Collected data entries →
══════

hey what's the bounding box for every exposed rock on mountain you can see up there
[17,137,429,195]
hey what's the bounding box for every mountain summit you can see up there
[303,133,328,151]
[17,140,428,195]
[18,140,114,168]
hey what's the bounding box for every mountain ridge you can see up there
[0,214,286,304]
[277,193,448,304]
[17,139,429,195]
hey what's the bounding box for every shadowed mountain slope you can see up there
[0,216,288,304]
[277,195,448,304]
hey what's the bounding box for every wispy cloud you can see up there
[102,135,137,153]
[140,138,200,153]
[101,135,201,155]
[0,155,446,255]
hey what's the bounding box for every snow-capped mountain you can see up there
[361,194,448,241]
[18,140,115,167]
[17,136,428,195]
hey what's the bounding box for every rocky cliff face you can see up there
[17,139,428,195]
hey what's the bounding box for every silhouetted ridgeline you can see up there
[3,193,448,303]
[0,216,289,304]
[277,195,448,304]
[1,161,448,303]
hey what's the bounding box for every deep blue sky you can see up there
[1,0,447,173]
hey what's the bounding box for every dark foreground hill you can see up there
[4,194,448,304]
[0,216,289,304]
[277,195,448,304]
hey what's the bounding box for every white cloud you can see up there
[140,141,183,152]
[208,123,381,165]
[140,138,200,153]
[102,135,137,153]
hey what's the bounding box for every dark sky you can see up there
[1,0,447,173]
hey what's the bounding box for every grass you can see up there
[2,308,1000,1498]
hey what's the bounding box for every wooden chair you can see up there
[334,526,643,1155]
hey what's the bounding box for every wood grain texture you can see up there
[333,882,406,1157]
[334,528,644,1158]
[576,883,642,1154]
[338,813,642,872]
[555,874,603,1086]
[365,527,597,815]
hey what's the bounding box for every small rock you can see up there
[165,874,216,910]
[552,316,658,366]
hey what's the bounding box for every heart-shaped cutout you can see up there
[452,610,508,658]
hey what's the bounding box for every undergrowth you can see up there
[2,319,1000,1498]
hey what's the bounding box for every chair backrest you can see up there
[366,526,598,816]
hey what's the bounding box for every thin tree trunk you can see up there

══════

Work instruction → Reproduce the data. Keep it exact.

Result →
hey what's the bounding box for every exposed rock on mountain you can see up there
[17,137,429,195]
hey what's the bounding box for every mountain summit you can see up there
[303,133,328,151]
[17,140,428,195]
[18,140,114,168]
hey what's the bounding box for every mountain ridge you can see up there
[0,214,286,304]
[277,193,448,304]
[17,139,429,195]
hey what's the bounding box for every shadowed mountain slope you can see up there
[0,216,288,304]
[277,195,448,304]
hey what's the bounding box for every wispy cloud you can see up there
[102,135,137,153]
[140,138,200,153]
[101,135,201,155]
[0,155,446,255]
hey what's the bounding box for every snow-capped mountain you can see up there
[361,194,448,241]
[18,140,115,167]
[17,136,428,195]
hey what's the bounding box for every rocky cliff face you can see up there
[17,139,428,195]
hey what's the bounding box for every silhouetted ridgeline you can see up there
[3,193,448,303]
[0,216,289,304]
[277,195,448,304]
[1,161,448,303]
hey what's the bounding box for every deep blue sky you can see up there
[1,0,447,173]
hey what's the bounding box for every dark foreground hill you can see up there
[4,194,448,304]
[0,216,289,304]
[277,195,448,304]
hey what's the bounding box for every white cloud you can see up there
[140,141,183,152]
[208,123,381,165]
[140,138,200,153]
[102,135,137,153]
hey what's the bounding box for every dark sky you can see up there
[1,0,447,173]
hey what's the bounding box for every grass you can see up there
[2,308,1000,1498]
hey what's the bounding box for every wooden chair you can see up there
[334,526,643,1155]
hey what's the bounding box for every wood grain texture you can see up there
[333,882,406,1157]
[334,528,644,1158]
[576,883,642,1154]
[338,813,642,872]
[555,874,603,1086]
[365,527,597,815]
hey what's the bounding box for every small rock you can see up there
[165,874,216,910]
[552,316,658,366]
hey what's the bounding box for every heart-shaped cutout you can see up there
[452,610,508,658]
hey what's the bounding box for every undergrowth you can see up there
[2,319,1000,1498]
hey what's the bounding box for every chair backrest you can see up there
[366,526,598,816]
hey what's the bounding box for every thin tree trunk you can see up there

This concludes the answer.